─── Page extract

Every member of H. saltator can reproduce, but this can only occur if an individual wins a drawn-out series of dominance tournaments that take place after a queen dies. Like a tiny jousting championship, the ants take turns rapidly jabbing each other with their antennae.

Half the colony can become engaged in these boxing matches, which can last up to 40 days, and all the ants save for the sole winner remain workers.

Complex behaviors to sort out dominance are known in other insects; queen wasps, example, compete for the ability to produce offspring, says Rachelle Adams, who studies ant evolution and chemical ecology at Ohio State University. But “in this case, it’s workers that are fighting for the reproductive role, which is really neat.”

When a gamergate takes over, it goes through many internal changes. Most notably, its brain shrinks by a quarter, “which is just a massive loss in brain mass,” Penick says. The researchers also found that these queen-like ants stop producing venom and also change behaviorally, hiding from intruders and stopping all hunting behavior.

──────
─── Records

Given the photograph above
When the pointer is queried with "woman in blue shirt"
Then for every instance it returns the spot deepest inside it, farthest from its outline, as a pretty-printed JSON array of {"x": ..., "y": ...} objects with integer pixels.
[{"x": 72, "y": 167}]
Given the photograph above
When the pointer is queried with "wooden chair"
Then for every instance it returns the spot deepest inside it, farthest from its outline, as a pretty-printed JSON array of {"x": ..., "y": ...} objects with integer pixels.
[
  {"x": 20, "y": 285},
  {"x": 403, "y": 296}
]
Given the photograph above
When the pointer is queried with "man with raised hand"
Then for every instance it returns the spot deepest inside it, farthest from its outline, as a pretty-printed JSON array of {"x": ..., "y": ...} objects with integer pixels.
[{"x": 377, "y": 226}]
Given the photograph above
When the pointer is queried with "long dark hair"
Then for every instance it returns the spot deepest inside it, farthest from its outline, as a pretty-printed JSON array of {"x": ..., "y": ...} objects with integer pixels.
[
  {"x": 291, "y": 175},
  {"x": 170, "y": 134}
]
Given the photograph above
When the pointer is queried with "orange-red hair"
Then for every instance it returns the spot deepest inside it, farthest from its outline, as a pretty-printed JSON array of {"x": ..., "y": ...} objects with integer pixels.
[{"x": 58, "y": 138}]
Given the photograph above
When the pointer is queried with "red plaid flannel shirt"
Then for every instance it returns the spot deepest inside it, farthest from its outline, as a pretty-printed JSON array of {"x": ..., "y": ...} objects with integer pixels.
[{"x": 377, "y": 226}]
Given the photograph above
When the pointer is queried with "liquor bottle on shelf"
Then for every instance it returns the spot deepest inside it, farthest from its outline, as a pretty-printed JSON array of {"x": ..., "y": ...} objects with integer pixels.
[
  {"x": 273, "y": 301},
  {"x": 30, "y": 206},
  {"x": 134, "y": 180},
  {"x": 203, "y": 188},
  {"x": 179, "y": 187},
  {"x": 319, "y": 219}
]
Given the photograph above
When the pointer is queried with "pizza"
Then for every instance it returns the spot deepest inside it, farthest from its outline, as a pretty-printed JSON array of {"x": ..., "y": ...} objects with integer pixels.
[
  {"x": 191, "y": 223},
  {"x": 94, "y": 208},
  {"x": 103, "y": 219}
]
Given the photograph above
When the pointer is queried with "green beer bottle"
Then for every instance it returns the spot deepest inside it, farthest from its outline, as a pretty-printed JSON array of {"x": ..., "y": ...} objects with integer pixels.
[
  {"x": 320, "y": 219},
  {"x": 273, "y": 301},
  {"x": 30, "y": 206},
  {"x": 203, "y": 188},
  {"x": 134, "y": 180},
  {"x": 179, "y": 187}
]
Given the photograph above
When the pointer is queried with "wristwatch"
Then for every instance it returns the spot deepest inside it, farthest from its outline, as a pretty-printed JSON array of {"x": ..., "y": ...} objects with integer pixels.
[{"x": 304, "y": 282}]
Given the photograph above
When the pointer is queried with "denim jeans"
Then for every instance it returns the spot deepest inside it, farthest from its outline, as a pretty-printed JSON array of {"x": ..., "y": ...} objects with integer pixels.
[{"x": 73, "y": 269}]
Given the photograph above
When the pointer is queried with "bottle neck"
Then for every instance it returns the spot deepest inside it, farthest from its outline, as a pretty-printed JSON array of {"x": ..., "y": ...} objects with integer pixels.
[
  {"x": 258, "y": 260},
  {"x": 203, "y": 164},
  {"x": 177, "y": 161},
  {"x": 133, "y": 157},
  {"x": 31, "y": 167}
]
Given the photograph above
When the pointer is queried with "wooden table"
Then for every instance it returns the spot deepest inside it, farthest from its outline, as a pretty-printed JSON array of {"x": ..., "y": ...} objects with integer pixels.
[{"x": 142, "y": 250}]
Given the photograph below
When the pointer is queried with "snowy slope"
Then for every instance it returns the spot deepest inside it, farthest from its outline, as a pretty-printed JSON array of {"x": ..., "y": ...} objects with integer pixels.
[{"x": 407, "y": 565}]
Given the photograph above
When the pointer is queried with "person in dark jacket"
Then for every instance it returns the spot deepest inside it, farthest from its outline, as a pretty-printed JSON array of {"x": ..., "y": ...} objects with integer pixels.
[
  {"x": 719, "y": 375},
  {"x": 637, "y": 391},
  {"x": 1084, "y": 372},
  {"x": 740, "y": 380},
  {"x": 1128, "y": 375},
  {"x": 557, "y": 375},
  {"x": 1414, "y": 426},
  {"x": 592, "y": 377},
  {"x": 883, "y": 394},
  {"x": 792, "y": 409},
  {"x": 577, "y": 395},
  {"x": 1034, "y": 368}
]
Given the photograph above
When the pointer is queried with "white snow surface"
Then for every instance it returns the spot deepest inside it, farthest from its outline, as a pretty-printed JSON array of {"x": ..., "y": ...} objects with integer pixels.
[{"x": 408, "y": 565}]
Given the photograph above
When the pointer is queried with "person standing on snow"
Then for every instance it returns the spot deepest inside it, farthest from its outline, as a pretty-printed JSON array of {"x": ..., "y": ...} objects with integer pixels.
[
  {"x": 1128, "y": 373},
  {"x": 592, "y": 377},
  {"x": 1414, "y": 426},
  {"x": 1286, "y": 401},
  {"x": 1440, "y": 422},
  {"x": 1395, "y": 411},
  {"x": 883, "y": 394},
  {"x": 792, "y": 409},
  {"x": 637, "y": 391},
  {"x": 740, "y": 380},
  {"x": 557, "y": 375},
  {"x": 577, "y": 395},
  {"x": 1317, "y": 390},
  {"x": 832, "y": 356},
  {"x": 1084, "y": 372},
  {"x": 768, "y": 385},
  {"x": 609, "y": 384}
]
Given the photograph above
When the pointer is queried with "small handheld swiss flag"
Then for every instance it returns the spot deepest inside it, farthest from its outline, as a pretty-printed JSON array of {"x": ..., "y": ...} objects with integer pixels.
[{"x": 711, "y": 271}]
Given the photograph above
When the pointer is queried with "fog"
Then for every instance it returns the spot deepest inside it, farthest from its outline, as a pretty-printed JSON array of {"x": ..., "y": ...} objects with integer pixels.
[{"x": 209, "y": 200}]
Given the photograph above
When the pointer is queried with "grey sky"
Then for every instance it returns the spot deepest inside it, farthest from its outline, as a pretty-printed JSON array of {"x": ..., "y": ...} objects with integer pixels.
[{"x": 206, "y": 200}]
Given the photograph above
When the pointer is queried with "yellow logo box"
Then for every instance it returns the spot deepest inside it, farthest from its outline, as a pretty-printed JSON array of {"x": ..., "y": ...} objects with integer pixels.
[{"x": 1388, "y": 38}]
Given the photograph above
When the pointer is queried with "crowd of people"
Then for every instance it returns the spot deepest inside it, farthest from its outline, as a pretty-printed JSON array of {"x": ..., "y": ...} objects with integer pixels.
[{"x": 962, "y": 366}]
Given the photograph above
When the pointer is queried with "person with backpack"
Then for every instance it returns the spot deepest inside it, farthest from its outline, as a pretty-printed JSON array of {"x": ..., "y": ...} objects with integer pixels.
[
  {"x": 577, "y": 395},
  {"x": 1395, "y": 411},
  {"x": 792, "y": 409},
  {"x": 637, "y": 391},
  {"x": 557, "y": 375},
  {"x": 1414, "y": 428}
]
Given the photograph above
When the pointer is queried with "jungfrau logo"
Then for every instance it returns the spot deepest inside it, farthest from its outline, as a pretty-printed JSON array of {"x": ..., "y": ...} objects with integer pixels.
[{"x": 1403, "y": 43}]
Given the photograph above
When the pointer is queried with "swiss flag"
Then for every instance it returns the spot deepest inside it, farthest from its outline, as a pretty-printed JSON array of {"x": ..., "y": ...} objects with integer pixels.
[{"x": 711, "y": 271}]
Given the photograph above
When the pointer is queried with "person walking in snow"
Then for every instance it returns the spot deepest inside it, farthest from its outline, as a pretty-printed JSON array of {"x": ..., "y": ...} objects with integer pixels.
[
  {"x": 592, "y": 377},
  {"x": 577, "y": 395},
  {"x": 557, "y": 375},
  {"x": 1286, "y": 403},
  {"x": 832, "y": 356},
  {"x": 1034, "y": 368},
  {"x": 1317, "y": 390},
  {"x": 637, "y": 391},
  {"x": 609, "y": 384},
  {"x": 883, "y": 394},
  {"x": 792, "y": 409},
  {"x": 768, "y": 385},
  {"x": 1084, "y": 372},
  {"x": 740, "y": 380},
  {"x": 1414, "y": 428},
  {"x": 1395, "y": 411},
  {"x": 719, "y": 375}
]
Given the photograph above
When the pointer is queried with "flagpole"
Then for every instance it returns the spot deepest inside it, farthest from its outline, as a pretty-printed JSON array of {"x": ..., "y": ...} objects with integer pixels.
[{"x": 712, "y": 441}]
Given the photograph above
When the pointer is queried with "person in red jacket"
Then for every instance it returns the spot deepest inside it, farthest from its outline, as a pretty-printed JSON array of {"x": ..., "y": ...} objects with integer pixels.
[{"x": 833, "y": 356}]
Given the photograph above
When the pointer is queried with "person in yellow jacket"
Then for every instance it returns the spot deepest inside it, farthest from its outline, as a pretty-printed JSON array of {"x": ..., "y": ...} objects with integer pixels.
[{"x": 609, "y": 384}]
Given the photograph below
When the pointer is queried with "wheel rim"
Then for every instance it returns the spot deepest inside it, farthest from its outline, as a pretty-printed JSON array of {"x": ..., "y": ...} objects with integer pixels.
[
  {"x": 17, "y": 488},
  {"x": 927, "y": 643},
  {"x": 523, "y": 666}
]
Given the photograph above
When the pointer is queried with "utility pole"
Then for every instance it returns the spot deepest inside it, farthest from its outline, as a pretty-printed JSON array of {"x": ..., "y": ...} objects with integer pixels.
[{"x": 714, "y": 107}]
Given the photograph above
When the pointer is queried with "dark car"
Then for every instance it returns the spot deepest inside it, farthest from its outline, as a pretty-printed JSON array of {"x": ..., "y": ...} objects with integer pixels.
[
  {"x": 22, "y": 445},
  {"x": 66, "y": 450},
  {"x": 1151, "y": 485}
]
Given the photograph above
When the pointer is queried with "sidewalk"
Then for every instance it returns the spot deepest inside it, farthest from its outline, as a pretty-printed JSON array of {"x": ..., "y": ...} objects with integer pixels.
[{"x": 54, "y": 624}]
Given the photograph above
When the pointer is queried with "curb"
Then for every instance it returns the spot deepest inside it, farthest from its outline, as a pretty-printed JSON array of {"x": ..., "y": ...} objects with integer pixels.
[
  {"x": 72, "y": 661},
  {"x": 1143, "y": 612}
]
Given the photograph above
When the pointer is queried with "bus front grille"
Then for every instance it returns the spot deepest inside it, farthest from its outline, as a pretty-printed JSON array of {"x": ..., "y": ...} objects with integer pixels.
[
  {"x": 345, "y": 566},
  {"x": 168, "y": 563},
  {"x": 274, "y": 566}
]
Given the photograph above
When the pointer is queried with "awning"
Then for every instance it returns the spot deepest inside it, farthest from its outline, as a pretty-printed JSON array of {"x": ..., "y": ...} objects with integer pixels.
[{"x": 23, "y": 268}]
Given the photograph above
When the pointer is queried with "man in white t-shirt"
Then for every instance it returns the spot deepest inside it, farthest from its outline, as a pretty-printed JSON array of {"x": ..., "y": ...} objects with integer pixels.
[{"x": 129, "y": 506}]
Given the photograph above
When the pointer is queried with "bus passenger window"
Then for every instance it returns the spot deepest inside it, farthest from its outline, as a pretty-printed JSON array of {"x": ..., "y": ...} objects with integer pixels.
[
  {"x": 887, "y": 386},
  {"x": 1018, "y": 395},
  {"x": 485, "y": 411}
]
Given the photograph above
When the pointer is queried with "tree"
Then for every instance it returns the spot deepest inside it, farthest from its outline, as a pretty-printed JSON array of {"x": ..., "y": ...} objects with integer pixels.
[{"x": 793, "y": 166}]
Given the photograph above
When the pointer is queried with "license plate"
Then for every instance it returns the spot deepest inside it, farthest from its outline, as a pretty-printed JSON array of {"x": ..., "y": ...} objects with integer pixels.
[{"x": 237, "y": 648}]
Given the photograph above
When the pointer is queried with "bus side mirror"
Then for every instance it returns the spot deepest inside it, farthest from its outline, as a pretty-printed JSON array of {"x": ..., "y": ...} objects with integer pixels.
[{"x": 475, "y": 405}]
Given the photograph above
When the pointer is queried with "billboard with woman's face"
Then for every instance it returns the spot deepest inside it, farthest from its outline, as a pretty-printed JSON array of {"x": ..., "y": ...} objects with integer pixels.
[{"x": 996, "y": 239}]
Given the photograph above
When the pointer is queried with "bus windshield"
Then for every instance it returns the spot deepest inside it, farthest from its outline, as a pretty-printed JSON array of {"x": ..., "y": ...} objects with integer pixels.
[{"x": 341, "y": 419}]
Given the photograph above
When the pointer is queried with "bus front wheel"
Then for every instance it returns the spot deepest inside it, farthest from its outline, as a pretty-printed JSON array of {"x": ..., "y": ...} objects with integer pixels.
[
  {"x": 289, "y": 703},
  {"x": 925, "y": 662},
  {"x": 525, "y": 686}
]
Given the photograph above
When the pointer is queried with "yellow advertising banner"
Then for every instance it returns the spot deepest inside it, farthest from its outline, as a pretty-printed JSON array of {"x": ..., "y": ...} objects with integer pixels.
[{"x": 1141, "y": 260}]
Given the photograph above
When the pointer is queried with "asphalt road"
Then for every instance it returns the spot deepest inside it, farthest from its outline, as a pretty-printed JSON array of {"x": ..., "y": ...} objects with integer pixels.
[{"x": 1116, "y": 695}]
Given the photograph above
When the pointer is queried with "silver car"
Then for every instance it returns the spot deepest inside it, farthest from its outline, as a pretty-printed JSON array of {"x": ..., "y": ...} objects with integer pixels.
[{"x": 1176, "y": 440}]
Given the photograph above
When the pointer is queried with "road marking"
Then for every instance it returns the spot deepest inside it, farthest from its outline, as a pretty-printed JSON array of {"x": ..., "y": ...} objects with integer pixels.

──────

*Problem 1:* Edit the passage on H. saltator ants starting at "Complex behaviors to" and ending at "all hunting behavior.", changing "venom" to "poison".
*Problem 2:* What changes does a gamergate go through after taking over, according to the passage on H. saltator ants?

*Task result 1:*
Complex behaviors to sort out dominance are known in other insects; queen wasps, example, compete for the ability to produce offspring, says Rachelle Adams, who studies ant evolution and chemical ecology at Ohio State University. But “in this case, it’s workers that are fighting for the reproductive role, which is really neat.”

When a gamergate takes over, it goes through many internal changes. Most notably, its brain shrinks by a quarter, “which is just a massive loss in brain mass,” Penick says. The researchers also found that these queen-like ants stop producing poison and also change behaviorally, hiding from intruders and stopping all hunting behavior.

*Task result 2:*
- Its brain shrinks by a quarter.
- It stops producing venom.
- It hides from intruders.
- It stops all hunting behavior.